**DESCRIPTION OF THE TASK:** Duplicate the part of the material that opens with the line containing "Tell me if any carport" and closes with the line containing "637 315 714 438", both included.

>> start RECORDS SHOWN

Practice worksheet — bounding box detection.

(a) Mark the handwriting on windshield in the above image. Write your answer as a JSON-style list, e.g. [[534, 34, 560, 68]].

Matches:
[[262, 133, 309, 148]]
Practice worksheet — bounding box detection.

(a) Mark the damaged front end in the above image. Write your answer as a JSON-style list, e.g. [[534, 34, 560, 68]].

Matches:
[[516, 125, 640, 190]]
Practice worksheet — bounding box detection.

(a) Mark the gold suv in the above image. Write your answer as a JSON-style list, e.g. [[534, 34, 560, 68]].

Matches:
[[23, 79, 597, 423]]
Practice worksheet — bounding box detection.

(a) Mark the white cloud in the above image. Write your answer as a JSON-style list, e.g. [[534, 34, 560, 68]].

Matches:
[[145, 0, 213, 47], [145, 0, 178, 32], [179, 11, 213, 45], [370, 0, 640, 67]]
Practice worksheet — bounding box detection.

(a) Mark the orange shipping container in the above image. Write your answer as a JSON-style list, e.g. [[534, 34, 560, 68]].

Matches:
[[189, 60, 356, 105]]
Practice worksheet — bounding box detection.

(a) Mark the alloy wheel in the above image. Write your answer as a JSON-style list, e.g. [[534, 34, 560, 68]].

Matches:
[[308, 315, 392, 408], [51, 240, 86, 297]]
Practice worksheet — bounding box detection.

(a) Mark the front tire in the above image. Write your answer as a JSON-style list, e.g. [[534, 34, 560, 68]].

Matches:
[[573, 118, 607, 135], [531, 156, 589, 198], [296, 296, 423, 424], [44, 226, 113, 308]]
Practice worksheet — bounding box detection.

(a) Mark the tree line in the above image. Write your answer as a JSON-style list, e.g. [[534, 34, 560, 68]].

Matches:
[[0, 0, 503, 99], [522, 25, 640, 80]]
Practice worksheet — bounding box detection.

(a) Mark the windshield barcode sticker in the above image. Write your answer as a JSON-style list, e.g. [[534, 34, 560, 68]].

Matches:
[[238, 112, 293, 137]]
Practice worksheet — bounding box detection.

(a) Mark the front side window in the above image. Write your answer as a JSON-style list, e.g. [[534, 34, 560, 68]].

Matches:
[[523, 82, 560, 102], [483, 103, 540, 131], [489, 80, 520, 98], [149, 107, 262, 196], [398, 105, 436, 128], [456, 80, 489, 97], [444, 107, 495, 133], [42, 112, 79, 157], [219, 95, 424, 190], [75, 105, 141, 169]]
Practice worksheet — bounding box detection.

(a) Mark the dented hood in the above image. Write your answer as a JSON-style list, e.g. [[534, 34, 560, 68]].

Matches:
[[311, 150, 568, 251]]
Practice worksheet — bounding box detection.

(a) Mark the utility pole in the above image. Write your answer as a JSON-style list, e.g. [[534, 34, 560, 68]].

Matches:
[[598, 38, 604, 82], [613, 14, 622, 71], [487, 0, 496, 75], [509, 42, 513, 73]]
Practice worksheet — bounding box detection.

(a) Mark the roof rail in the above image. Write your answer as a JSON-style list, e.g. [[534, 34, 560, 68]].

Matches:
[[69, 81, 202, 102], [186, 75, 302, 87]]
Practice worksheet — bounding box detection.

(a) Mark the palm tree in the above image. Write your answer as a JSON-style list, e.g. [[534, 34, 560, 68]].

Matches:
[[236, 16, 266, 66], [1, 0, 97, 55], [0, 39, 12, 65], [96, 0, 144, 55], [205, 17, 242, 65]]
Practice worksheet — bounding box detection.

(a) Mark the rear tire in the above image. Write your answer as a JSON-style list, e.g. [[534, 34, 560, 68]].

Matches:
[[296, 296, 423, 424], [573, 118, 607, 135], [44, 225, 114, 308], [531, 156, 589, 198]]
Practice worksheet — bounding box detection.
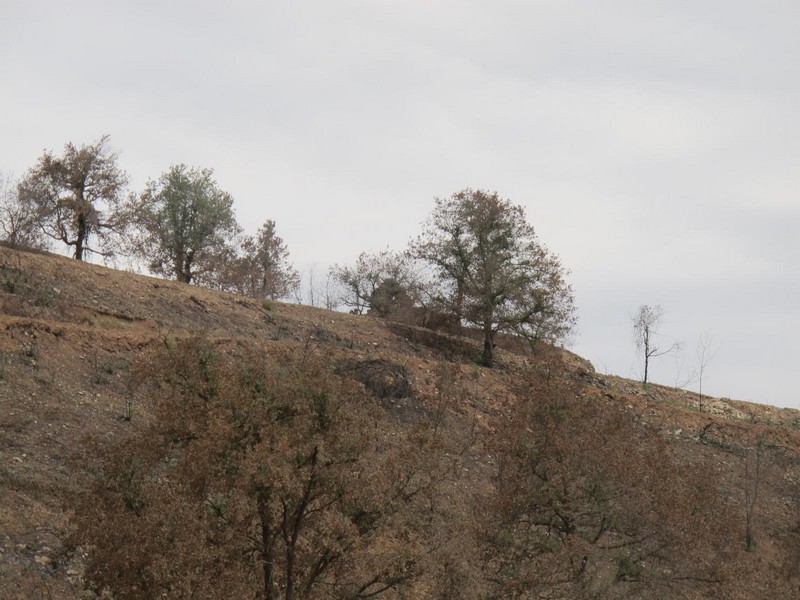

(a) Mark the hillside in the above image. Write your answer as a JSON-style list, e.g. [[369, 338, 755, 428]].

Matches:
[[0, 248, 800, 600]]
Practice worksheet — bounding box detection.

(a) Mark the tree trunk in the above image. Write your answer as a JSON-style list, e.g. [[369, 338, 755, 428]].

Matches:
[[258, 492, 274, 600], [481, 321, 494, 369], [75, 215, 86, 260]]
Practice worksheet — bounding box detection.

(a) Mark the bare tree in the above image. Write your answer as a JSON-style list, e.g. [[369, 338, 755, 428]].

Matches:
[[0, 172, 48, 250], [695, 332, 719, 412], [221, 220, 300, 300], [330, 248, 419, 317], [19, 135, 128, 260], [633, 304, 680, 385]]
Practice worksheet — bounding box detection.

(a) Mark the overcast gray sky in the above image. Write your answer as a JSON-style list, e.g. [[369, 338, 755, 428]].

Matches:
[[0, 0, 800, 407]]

>> end RECORDS SHOWN
>> start RECORDS SHOWN

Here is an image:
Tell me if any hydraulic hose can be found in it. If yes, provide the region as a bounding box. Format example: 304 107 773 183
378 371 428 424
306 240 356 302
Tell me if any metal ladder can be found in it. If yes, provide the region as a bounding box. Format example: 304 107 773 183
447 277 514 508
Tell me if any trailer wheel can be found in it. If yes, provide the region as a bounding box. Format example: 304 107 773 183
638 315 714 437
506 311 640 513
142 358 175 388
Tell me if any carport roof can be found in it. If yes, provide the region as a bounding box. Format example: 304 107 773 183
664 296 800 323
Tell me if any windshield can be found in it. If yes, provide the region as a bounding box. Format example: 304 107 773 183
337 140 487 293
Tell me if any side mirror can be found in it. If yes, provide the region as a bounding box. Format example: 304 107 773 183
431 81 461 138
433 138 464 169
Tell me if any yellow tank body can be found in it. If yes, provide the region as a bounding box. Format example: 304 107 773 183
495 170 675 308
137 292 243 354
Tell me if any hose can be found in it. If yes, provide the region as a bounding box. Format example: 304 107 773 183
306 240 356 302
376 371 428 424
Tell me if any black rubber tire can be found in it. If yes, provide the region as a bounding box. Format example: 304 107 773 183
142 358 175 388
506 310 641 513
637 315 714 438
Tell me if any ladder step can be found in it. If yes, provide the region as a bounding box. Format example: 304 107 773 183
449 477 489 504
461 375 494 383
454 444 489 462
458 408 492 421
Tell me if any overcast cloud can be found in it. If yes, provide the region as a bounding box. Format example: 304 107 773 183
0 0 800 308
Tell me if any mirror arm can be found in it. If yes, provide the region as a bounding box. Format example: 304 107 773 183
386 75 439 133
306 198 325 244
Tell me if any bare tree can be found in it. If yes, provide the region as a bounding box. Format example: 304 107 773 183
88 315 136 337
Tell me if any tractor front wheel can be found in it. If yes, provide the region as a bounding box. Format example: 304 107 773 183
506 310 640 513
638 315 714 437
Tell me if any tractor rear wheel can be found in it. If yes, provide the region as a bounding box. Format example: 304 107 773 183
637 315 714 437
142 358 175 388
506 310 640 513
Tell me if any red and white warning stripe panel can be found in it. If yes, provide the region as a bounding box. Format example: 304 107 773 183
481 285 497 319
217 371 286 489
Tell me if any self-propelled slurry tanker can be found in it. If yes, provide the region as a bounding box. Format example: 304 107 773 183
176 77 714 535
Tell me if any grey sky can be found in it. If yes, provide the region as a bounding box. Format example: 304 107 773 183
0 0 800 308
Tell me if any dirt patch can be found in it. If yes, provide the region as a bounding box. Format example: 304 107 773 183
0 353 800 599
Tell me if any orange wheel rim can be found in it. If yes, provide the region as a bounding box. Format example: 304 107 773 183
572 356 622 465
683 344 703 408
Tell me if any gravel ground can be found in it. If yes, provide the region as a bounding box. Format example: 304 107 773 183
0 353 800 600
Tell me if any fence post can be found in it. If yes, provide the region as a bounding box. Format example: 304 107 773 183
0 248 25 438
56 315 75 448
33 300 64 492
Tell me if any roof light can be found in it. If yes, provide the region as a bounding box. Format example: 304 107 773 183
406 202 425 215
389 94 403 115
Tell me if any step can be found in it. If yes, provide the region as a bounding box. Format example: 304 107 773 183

>> end RECORDS SHOWN

**EXERCISE RESULT:**
Tell me if any carport roof can be found in it. If yes, provide the region as a bounding box. Format example: 304 107 773 183
664 296 800 323
Tell me if any windshield can be found in it. If yes, provide the region as a bounding box. Format example: 304 107 773 183
337 140 487 293
Tell me if any side mirror can be found in it. If yes, provide the region as a bounding box. Format example: 304 107 773 183
431 81 461 138
433 138 464 169
Tell me if any yellow tank body can be found in it. If yes, provide the region as a bounding box. Format example: 304 107 773 183
495 170 675 308
137 292 243 354
Tell me if any hose can be found in it. If yes, provide the region as a bounding box. Format example: 304 107 773 183
306 240 356 302
376 371 428 424
Tell me if any black rubber tire can be found in it. If yes, provide the region as a bounding box. Format example: 304 107 773 183
142 358 175 388
506 310 641 513
637 315 714 438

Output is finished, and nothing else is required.